[Bounding box annotation entries]
• • • • • • •

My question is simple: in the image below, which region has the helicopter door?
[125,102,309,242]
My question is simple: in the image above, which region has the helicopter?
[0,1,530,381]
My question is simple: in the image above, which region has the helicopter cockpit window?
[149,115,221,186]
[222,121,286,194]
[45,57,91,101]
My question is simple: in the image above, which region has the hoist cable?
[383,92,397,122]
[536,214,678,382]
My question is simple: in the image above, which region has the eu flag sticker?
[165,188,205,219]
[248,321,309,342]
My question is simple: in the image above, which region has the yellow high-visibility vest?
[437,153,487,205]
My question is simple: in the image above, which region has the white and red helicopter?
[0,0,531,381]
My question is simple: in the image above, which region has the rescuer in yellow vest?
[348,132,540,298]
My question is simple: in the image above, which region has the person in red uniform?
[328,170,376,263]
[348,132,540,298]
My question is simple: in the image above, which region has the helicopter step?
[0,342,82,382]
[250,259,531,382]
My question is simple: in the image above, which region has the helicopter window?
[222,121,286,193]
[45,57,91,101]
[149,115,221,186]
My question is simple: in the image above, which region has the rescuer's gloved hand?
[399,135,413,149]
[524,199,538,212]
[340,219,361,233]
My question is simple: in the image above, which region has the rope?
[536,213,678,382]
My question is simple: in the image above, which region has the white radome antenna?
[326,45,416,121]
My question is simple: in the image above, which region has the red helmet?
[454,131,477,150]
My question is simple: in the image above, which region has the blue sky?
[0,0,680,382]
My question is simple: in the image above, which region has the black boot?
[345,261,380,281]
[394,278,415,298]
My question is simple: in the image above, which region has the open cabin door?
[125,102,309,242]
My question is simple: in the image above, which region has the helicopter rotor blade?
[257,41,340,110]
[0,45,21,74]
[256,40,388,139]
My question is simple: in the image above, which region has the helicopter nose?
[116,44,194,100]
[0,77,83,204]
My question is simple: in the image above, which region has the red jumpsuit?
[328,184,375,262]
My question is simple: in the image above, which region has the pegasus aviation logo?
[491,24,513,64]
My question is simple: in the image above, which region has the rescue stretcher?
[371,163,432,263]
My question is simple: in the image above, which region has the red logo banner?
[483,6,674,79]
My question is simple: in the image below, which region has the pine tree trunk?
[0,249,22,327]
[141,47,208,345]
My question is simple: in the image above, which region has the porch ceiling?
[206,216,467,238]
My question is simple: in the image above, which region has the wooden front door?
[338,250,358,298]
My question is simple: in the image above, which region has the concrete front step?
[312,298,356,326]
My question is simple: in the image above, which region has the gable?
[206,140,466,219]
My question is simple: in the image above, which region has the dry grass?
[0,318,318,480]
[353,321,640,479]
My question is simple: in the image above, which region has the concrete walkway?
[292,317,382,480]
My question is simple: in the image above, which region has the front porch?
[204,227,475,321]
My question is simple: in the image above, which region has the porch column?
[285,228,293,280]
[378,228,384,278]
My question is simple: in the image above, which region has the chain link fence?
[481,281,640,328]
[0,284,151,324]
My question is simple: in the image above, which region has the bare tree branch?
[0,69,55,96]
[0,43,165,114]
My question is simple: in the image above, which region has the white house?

• • • • • • •

Work required:
Give the stretch of records above, from the line that contains "has the rope?" through the line that contains "[338,250,358,298]", as a numbered list with blank lines left out.

Response to this task:
1. My question is simple: in the image above, which region has the rope?
2. [536,213,678,382]
3. My question is simple: in the image above, which region has the white radome antenna?
4. [326,45,416,121]
5. My question is simple: in the image above, which region has the red helmet?
6. [454,131,477,150]
7. My question is simple: in the image above, which region has the blue sky?
8. [0,0,680,382]
9. My question is simple: in the image above, which region has the black boot?
10. [345,261,380,281]
11. [394,278,415,298]
12. My question is simple: in the image above, which region has the open cabin door?
13. [125,102,309,242]
14. My question is simple: in the image above, which region has the helicopter rotor blade?
15. [257,41,340,110]
16. [0,45,21,74]
17. [256,40,388,139]
18. My question is simple: in the image above, which region has the helicopter nose?
19. [116,44,194,100]
20. [0,77,83,204]
21. My question is simple: in the image above, which region has the red jumpsuit?
22. [328,184,375,262]
23. My question is simple: in the image above, which region has the pegasus aviation logo?
24. [491,24,513,64]
25. My question is simple: in the image above, which region has the rescue stretcher?
26. [371,163,432,263]
27. My question is simple: in the image above, which region has the red logo banner?
28. [483,6,674,79]
29. My question is simple: in the image below, which region has the pine tree trunk?
30. [0,249,22,327]
31. [141,47,208,345]
32. My question is simple: in the image above, which region has the porch ceiling?
33. [206,216,467,238]
34. My question is simple: in the image above, which region has the wooden front door?
35. [338,250,358,298]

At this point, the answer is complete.